On whether we should find Berlusconi sympathetic 

To the LA Times, actor Toni Servillo says: "No, I certainly don’t want people to feel sympathy for him. I would like audiences to observe this film with a critical slant to reflect about what happens when people who have nothing to do with politics get into politics. And that degenerates the nature of the political spectrum. It creates a system of stalemate. I would like people to be aware of the fact that there are very few scenes in the film that take place in the political chambers because you have people who trained and shaped their approach to life outside of the political arena. And when that happens, they end up protecting the interests of the few and not the interests of the people."

Sorrentino adds: "No, I didn’t want to humanize Berlusconi. I concentrated on the man and not the politician. To latch onto what Toni was saying before, Berlusconi as a politician did not produce any extraordinary results. Berlusconi’s political life is known to everybody. What is more mysterious is the human aspect. And that is what I found more interesting for the film. I just wanted to tell his story the way I understood it, that at the bottom of his behavior there is a great deal of fear, fear of aging, a fear of getting old. And there’s a complex relationship that the ultra-rich have with themselves. They are frustrated by the fact that their wealth does not ensure them something more than what everybody else has."

​On female bodies

Variety asks, "There are a lot of naked female bodies in the film, which of course reflects the bunga bunga period. But some Italian critics have said you harped on the titillating aspect a bit much, in a way that could be perceived as exploitation. What’s your response?"

Sorrentino: "I don’t agree. It’s the representation of a certain specific period 10 years ago, a world that had a rather limited intellectual component and relied on bodies as a communication tool. That’s a fact that I didn’t make up. I just put it on screen."

To GQ, on recreating the parties: "All I did was stick to what the press relayed. I didn't go beyond that because I would have been just making guesses which is not what I wanted to do. I really strictly followed what was all over any newspaper. In terms of the style and mise-en-scène, my focus was... There is a side of mankind that is deeply attracted by vulgar things. There is a certain sensuous nature to vulgarity. So this was the issue."
■ ■ ■ ■ ■
- _Written task A_: Find every row below that contains the word "cloud" and copy each of those rows in full. Treat uppercase and lowercase letters as different.

- _Records provided_:
■ ■ ■ ■ ■
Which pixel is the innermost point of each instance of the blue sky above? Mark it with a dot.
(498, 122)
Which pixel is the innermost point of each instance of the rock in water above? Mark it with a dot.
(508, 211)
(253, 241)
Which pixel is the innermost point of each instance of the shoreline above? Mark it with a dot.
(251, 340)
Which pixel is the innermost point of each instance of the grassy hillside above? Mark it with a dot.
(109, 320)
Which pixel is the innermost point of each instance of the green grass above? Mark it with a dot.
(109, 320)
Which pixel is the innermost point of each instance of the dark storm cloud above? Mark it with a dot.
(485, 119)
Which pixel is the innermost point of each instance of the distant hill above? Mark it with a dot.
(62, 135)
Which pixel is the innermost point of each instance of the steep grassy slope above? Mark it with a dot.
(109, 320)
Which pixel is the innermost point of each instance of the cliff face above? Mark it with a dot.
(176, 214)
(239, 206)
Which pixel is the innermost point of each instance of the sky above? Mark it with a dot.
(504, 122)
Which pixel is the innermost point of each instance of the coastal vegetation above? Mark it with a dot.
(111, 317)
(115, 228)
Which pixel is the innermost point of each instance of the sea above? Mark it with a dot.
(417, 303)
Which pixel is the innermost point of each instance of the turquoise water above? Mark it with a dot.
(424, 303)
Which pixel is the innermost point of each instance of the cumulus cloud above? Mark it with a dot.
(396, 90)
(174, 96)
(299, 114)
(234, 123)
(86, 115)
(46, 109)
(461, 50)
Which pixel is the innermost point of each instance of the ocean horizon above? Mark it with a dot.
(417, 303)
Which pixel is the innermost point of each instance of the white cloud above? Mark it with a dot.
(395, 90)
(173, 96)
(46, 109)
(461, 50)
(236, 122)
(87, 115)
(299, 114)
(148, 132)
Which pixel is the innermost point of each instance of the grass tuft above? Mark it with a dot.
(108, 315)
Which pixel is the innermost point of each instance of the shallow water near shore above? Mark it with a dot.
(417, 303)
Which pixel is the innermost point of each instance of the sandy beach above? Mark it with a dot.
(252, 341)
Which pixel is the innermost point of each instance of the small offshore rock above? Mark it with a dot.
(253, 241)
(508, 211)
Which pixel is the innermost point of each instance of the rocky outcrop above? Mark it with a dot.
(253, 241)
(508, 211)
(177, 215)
■ ■ ■ ■ ■
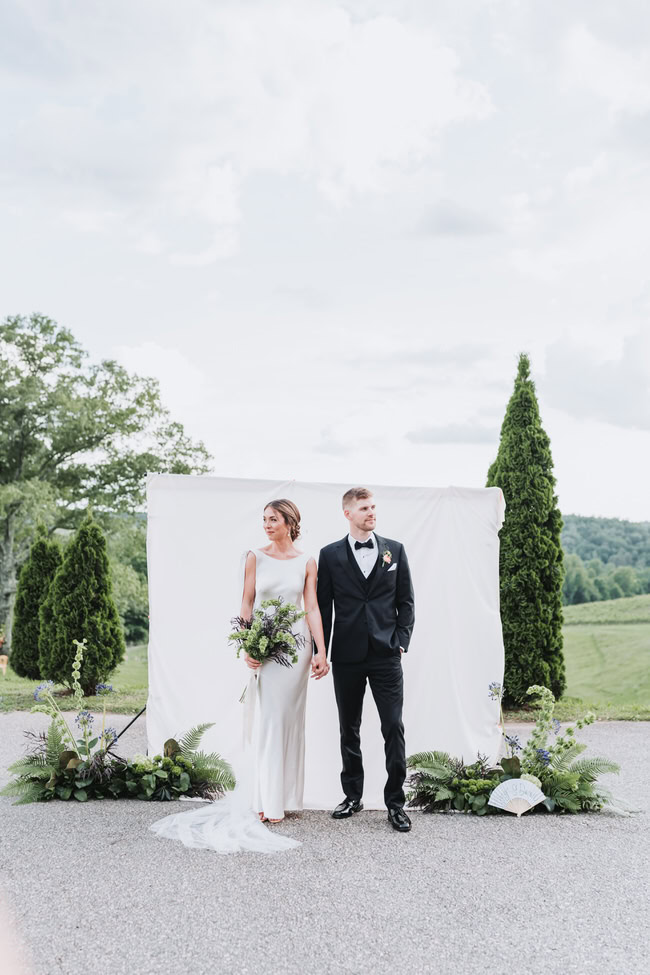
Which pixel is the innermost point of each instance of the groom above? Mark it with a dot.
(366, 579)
■ ■ ■ ■ ■
- _Written task B_: In the interview excerpts about the Berlusconi film, what fear does Sorrentino say lies at the bottom of Berlusconi's behavior?

- _Correct output A_:
Which pixel is the innermost point of each instance of the dark storm cloud above? Mark it with a dot.
Which pixel is the innermost point of each instance of the cumulus cloud above? Mark it with a dot.
Which pixel is the innermost point of each instance of the white cloud above? Mark it with a dot.

- _Correct output B_: A fear of aging, of getting old.